[Cuplikan Halaman]:
Bahaya Dibalik Gaya Hidup Berbiaya Tinggi
Didik Anggota Keluarga Anda Hidup Rendah Hati dan
Sederhana, Paling Tidak Dimulai dari Diri Anda Sendiri sebagai Teladan bagi Putera-Puteri
Anda
Question: Kita tidak pernah tahu, apakah besok kita diputus hubungan kerjanya (PHK) oleh perusahaan, atau usaha kita bangkrut, terkena musibah sehingga kehilangan harta, atau bahkan kesehatan sehingga tidak lagi mampu bekerja secara optimal, dan sebagainya. Apakah tidak bahaya, ketika ada keluarga atau orangtua yang mendidik anak-anaknya hidup dengan gaya hidup berbiaya tinggi, dimana anak-anaknya tidak menjadi terbiasa dengan cara hidup sederhana? Tidak ada yang lebih mengerikan daripada mendidik putera-puteri kita gaya hidup berbiaya tinggi dengan senantiasa menuruti segala keinginan mereka untuk dibelikan ini dan itu, meskipun kita sanggup untuk membelikan mereka kesemua yang mereka inginkan.
Brief Answer: Adalah orang yang bijak, yang memahami bahwa
hidup ini bagai “roda yang terus berputar”, alias penuh ketidak-pastian dan
selalu terkandung bahaya dibalik ketidak-pastian yang senantiasa kita hadapi
dalam keseharian. Sejatinya, dengan membiasakan diri hidup rendah hati, kita
tidak akan merasa sakit ketika terjatuh. Ibarat kita berada di lantai 10, jatuh
ke lantai dasar dapat membuat jiwa kita demikian “patah hingga remuk”. Namun,
dengan kerendahan hati, kita menjadi “membumi” sehingga tidak terlalu terasa
sakit ketika jatuh ke “daratan”.

[Data yang Tersedia]:

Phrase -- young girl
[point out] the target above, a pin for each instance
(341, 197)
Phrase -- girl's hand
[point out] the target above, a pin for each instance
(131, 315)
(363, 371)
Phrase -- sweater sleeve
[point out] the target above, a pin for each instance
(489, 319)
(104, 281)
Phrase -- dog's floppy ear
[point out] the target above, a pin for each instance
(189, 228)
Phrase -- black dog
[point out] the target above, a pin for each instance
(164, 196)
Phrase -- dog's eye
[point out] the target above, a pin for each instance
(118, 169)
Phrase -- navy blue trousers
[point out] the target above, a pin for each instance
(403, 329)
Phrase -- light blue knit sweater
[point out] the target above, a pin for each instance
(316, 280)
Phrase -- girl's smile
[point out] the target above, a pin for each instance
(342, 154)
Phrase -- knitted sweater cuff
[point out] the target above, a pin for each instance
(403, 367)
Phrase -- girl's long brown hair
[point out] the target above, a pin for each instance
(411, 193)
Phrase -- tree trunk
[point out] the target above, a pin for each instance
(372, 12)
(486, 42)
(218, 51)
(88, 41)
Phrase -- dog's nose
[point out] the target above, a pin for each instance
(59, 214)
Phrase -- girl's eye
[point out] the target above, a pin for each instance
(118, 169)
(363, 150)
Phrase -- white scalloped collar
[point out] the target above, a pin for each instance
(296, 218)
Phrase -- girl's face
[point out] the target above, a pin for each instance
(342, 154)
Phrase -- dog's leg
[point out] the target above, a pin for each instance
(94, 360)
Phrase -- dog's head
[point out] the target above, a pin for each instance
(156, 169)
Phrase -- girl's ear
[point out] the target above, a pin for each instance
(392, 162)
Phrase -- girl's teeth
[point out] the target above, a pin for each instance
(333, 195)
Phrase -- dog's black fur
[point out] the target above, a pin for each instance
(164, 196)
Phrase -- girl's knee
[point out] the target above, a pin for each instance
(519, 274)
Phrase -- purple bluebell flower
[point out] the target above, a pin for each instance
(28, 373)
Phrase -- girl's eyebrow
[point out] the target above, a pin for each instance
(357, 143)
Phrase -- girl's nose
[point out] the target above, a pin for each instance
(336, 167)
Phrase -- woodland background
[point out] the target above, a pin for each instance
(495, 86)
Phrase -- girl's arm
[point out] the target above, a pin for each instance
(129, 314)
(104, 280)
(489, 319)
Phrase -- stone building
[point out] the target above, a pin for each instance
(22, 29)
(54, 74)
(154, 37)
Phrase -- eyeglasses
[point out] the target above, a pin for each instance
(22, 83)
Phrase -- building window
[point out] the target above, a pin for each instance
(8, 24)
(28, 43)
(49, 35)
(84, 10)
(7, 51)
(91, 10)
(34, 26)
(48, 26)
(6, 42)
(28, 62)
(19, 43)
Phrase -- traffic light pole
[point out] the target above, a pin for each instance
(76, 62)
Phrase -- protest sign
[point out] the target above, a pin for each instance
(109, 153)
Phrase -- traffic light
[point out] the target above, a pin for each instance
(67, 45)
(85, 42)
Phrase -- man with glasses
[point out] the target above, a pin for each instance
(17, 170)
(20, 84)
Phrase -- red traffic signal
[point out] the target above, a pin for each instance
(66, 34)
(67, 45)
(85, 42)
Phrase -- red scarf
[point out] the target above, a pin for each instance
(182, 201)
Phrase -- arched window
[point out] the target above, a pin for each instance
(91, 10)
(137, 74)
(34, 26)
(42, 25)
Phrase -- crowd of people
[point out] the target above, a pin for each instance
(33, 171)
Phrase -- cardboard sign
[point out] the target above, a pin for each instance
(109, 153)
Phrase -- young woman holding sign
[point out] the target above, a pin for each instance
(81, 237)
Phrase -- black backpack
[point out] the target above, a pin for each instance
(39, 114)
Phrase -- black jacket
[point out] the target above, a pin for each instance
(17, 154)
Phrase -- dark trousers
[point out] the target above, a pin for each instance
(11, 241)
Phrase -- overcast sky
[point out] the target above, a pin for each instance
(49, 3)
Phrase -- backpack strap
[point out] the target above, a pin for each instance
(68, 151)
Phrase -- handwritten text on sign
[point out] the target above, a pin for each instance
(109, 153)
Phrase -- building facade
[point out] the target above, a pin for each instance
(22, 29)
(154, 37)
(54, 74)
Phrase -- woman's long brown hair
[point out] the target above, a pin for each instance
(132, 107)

[Hal yang Dikerjakan]:
A - Kutip ulang baris-baris data, mulai dari baris yang memuat "Phrase -- crowd of people" hingga baris terakhir data, tanpa mengubah satu huruf pun.
B - Lanjutkan artikel tentang bahaya gaya hidup berbiaya tinggi, dimulai tepat setelah kalimat terakhirnya.
Data tersebut sama sekali tidak berhubungan dengan artikel.

[Jawaban Berurutan]:
A -
Phrase -- crowd of people
[point out] the target above, a pin for each instance
(33, 171)
Phrase -- cardboard sign
[point out] the target above, a pin for each instance
(109, 153)
Phrase -- young woman holding sign
[point out] the target above, a pin for each instance
(81, 237)
Phrase -- black backpack
[point out] the target above, a pin for each instance
(39, 114)
Phrase -- black jacket
[point out] the target above, a pin for each instance
(17, 154)
Phrase -- dark trousers
[point out] the target above, a pin for each instance
(11, 241)
Phrase -- overcast sky
[point out] the target above, a pin for each instance
(49, 3)
Phrase -- backpack strap
[point out] the target above, a pin for each instance
(68, 151)
Phrase -- handwritten text on sign
[point out] the target above, a pin for each instance
(109, 153)
Phrase -- building facade
[point out] the target above, a pin for each instance
(22, 29)
(154, 37)
(54, 74)
Phrase -- woman's long brown hair
[point out] the target above, a pin for each instance
(132, 107)

B -
Begitupula cara hidup sederhana dan bersahaja,
sebetulnya itu demi kebaikan diri kita sendiri, dimana juga perlu kita didik
anggota keluarga kita agar memiliki pola hidup yang sederhana dan bersahaja,
agar kita terbiasa dan terlatih memiliki daya tahan, baik secara fisik maupun
mental, ketika keadaan berubah drastis ke titik nadir terbawah dalam hidup
kita. Banyak diantara manusia, yang siap untuk naik derajat ekonomi maupun
status sosial. Namun, seberapa banyak diantara mereka yang telah siap secara
mental atau psikis untuk jatuh ke derajat yang lebih bawah atau bahkan yang
paling terendah?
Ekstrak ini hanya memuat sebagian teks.